Return the records below word for word, leaving out the pictures.

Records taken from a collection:
◆ ◆ ◆ ◆

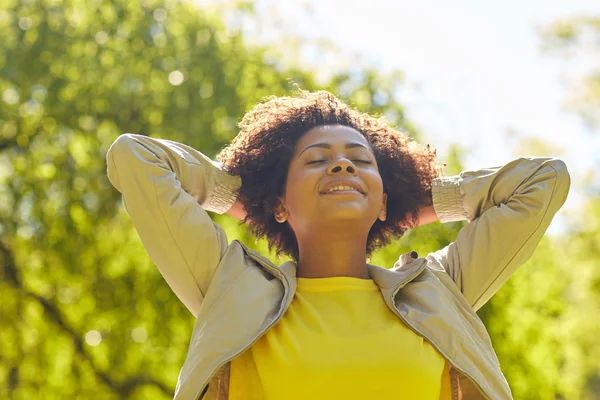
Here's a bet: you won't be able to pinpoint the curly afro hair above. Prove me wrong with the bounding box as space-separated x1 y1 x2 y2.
216 88 443 262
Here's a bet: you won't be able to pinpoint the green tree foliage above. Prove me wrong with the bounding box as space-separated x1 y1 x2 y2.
479 17 600 400
540 15 600 127
0 0 464 399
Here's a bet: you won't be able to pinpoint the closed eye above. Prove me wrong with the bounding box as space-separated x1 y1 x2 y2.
306 160 372 165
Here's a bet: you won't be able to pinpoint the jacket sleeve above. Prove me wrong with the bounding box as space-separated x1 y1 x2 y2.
429 157 571 310
107 134 241 316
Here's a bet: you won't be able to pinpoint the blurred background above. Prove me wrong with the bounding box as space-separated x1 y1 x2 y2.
0 0 600 399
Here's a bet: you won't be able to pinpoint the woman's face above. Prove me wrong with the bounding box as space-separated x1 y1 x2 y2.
275 125 387 236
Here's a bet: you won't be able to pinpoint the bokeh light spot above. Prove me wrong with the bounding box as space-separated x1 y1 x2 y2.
94 31 108 44
19 17 33 31
169 71 183 86
131 326 148 343
85 330 102 346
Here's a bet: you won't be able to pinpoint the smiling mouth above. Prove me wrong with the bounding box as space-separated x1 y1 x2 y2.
322 190 362 196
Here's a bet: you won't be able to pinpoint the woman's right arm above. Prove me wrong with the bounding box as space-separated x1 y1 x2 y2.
107 133 241 316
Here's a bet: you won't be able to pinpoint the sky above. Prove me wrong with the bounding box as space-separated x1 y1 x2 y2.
198 0 600 234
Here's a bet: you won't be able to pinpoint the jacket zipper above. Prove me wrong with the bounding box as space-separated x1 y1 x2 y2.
391 282 490 399
195 253 290 399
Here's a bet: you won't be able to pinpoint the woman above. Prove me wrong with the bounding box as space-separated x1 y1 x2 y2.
107 91 570 400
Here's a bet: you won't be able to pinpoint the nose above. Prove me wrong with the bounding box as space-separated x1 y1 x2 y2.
327 158 357 176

◆ ◆ ◆ ◆

**Full answer**
Here's a bet: you won't be able to pinpoint the curly afro hair above. Prove me wrong with the bounding box as space-separated x1 y1 x2 y2.
216 88 443 262
Here's a bet: you won't be able to pinpoint the green tree foliage above. Prove me wrong with the bounding box as space-separated x1 y1 x2 y2.
479 17 600 400
540 15 600 127
0 0 464 399
Here's a bet: you won't be able to pinpoint the closed eye above. Prove me wrong with the bounding box as space-separated x1 y1 x2 y2.
306 160 372 165
Here's a bet: you won't be able to pinpoint the jacket sleeve above. Prove me wrong with the bounding box as space-separated x1 y1 x2 y2.
429 157 571 310
107 134 241 316
Here's a bet: you won't be able to pinpoint the blurred background above. Prove me wrong with the bounding box as space-separated x1 y1 x2 y2.
0 0 600 399
Here's a bet: you won't be able to pinpoint the woman's face above. Prove me wrong with the bounding box as space-separated x1 y1 x2 y2.
275 125 387 236
Here's a bet: you won't be able to pinpoint the bokeh light spot above. Prove me wrong with the bounding box as space-separated x1 y1 x2 y2.
94 31 108 44
19 17 33 31
169 71 183 86
131 326 148 343
85 330 102 346
Here's a bet: you won't be able to pinpoint the smiling mouth above. Prove me wrong with the bounding box as space-separated x1 y1 x2 y2.
322 190 362 196
Here's a bet: you won't be able to pinpoint the woman's right arm above. Prove me wrong with the bounding box as space-separated x1 y1 x2 y2.
107 133 241 316
Here's a bet: you won't be able to pinpoint the sky above. Prove me wrong with the bounding box as space-separated x1 y1 x2 y2.
198 0 600 234
Here's a bet: you won't be able to pinpoint the jacket zipper above. Prove me wrong with the bounding box as space-separated x1 y1 x2 y2.
391 282 490 399
195 253 290 399
Here's a bet: you won't be able to pinpoint the woman above. Prove me wrong with the bounding box as space-separated x1 y1 x2 y2.
107 91 570 400
Here's a bet: you won't be able to pinpoint the nose above. Prove me wrong with the bounding box as space-separated x1 y1 x2 y2.
327 158 357 176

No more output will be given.